Impacts of Enhanced Prenatal Care on Cost, Substance Use Engagement and Foster Care Outcomes among Pregnant Women with Substance Use Disorder

Smith Memorial Student Union, Room 294

Impacts of Enhanced Prenatal Care on Cost, Substance Use Engagement and Foster Care Outcomes among Pregnant Women with Substance Use Disorder

Menolly Kaufman MPH, Jenny Grunditz MS, Stephanie Renfro MS, John McConnell PhD

Background:

Pregnant women with substance use disorders represent a unique challenge to the health care system. In the absence of treatment, their children are at risk for neonatal abstinence syndrome, a condition that is correlated with poor childhood outcomes and high health care costs. However, these women may be reluctant to engage in traditional treatment out of a fear of legal repercussions, potentially leading to placement of their children in foster care. In response to these challenges, one of Oregon’s Coordinated Care Organization created a center of excellence model – Project Nurture - that integrated maternity care and substance use treatment at three sites in the Portland Metro area.

Collected data entries
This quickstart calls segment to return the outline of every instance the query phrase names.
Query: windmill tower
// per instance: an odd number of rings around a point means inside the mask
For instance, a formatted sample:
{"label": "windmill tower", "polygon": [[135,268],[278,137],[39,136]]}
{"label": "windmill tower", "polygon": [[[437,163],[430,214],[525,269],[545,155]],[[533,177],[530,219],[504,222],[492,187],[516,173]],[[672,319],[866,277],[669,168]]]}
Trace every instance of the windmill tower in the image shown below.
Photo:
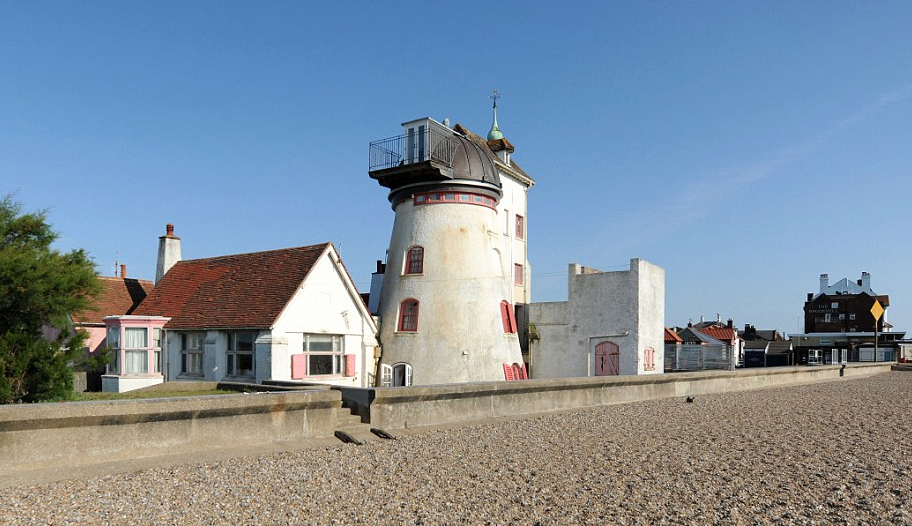
{"label": "windmill tower", "polygon": [[389,188],[395,211],[377,303],[381,383],[514,376],[523,364],[515,304],[527,289],[504,240],[503,157],[458,125],[402,126],[371,143],[370,177]]}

** Exercise requirements **
1) Could you reproduce the prenatal care abstract, starting at "Pregnant women with substance use disorders" and ending at "Portland Metro area.", but switch "health care system" to "medical system"?
2) Who are the authors named in the prenatal care abstract, with the credentials given for each?
3) Can you write the next part of the prenatal care abstract, picking up after its last sentence?

** Expected results **
1)
Pregnant women with substance use disorders represent a unique challenge to the medical system. In the absence of treatment, their children are at risk for neonatal abstinence syndrome, a condition that is correlated with poor childhood outcomes and high health care costs. However, these women may be reluctant to engage in traditional treatment out of a fear of legal repercussions, potentially leading to placement of their children in foster care. In response to these challenges, one of Oregon’s Coordinated Care Organization created a center of excellence model – Project Nurture - that integrated maternity care and substance use treatment at three sites in the Portland Metro area.

2)
Menolly Kaufman MPH
Jenny Grunditz MS
Stephanie Renfro MS
John McConnell PhD

3)
Objectives:

We aim to assess if participants receiving care through Project Nurture site exhibit (1) lower hospital expenditures (2) increased substance use treatment engagement and (3) decreased foster care placement within the first year of birth.

Methods:

We will conduct difference-in-difference analysis to estimate the impact of Project Nurture, comparing outcomes in 2012-2014 to outcomes in 2016-2017, after the Project Nurture implementation. Our treatment group consists of women receiving any prenatal care from a Project Nurture provider before birth. They will be compared to a matched cohort who do not receive care through Project Nurture. We will link Medicaid claims, vital records and foster care data for our analyses.